## [EXERCISE REQUIREMENTS]
Print, without any change, every line from the one containing "Per instance of the carved" up to and including the final line of the rows.

START THE DATA

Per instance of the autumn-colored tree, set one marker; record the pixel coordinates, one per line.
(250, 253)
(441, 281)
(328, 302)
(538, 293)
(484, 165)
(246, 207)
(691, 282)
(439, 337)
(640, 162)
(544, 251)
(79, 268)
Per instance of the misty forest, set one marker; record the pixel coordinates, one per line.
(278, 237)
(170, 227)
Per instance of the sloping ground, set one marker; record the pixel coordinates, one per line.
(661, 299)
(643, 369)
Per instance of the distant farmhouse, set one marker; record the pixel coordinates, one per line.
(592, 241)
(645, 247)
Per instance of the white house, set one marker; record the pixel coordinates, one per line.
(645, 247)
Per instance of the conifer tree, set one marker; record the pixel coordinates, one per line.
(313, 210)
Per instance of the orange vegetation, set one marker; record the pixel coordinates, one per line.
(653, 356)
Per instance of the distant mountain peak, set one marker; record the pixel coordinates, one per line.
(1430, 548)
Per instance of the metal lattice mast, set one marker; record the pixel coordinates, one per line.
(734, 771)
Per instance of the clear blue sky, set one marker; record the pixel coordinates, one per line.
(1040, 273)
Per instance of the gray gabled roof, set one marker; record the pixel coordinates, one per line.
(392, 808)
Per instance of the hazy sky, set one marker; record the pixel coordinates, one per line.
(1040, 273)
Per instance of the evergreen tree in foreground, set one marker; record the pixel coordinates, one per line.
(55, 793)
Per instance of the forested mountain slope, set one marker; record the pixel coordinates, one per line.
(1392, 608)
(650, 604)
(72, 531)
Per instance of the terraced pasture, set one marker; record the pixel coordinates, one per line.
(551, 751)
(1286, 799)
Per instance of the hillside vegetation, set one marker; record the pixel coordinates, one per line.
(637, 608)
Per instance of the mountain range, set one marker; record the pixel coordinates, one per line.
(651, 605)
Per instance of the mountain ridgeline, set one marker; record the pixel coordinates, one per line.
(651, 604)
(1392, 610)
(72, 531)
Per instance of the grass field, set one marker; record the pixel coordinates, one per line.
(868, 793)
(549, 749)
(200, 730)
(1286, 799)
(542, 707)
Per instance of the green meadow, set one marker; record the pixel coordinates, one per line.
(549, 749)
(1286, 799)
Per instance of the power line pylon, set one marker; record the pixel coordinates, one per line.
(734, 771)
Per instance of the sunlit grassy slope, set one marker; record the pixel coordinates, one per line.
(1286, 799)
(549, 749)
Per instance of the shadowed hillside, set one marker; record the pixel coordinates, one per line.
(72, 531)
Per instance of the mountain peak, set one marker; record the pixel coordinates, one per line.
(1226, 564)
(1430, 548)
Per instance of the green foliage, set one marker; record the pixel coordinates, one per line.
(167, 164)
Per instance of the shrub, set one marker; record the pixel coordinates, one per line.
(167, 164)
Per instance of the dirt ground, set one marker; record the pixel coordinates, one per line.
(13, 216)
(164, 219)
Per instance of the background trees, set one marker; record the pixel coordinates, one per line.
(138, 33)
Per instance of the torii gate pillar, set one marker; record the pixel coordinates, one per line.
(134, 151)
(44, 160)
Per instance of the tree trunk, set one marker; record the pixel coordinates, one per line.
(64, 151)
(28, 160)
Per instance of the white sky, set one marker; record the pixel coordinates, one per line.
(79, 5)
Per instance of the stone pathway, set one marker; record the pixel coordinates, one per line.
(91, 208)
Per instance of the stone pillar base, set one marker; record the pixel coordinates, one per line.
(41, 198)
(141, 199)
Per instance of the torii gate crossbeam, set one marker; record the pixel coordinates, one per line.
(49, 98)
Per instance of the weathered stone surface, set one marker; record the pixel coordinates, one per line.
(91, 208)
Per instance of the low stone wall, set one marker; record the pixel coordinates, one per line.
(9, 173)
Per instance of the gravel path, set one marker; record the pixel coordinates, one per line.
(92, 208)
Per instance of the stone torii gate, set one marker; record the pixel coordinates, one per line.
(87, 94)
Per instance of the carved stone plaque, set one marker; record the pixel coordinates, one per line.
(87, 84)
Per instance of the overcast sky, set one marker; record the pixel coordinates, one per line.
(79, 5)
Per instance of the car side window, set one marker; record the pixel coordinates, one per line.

END THE DATA

## [ANSWER TO THIS EXERCISE]
Per instance of the carved stone plaque, set one marker; record the pixel coordinates, one per line.
(87, 84)
Per instance of the overcast sky, set one marker; record the pixel coordinates, one per line.
(79, 5)
Per instance of the car side window, set one marker; record the pixel coordinates, one per line.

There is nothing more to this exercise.